→ **The task**
Copy down the listing below exactly. Do not include pictures.

→ **Data listing**
───

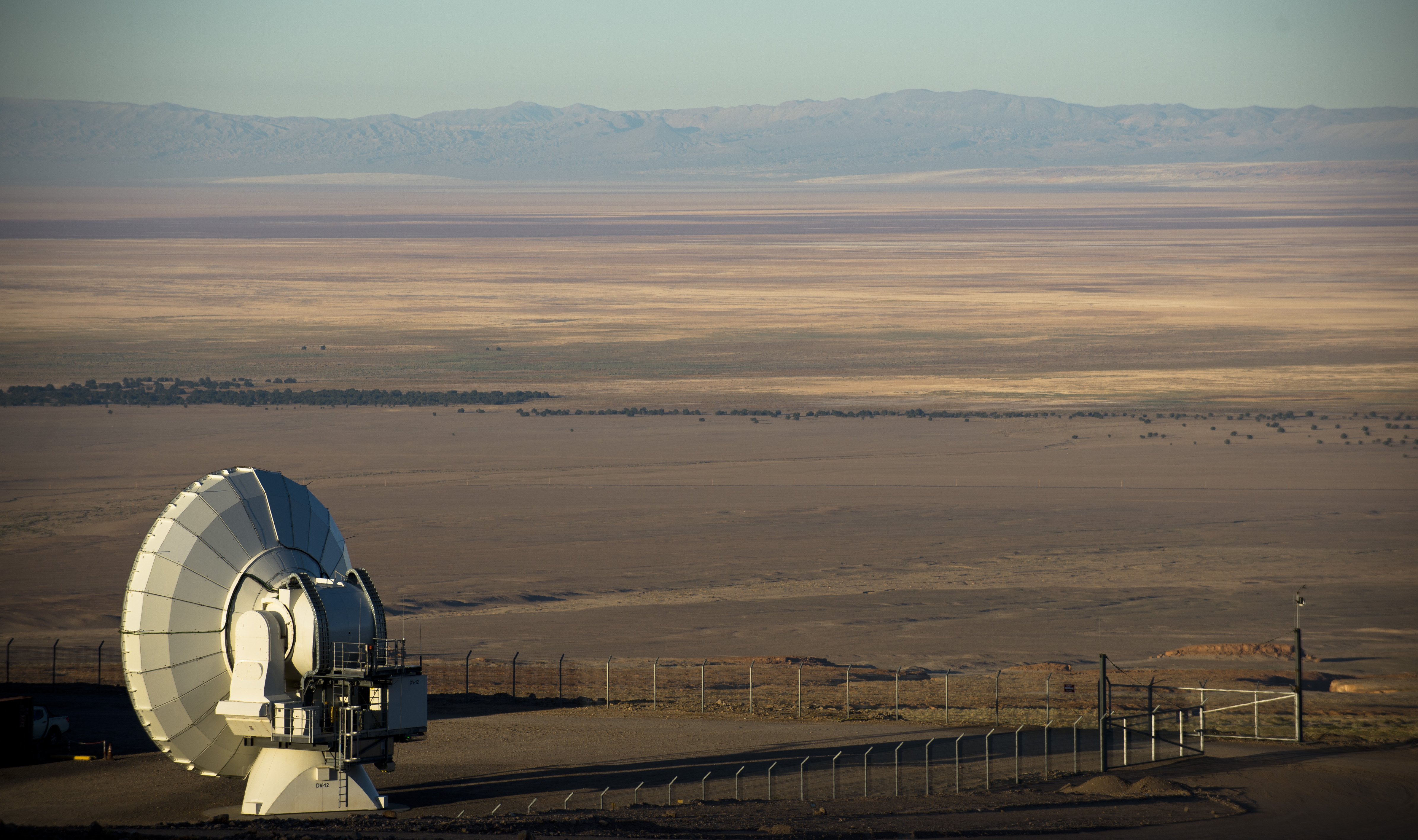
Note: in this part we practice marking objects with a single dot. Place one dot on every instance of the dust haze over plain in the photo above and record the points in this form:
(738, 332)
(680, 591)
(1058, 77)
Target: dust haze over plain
(1067, 331)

───

→ **Answer box**
Note: in this part we practice marking objects with a single dot. Place one dot on every instance of the dust haze over plain in the photo above and record the points in this form:
(738, 332)
(680, 591)
(1058, 77)
Target: dust haze over plain
(1067, 331)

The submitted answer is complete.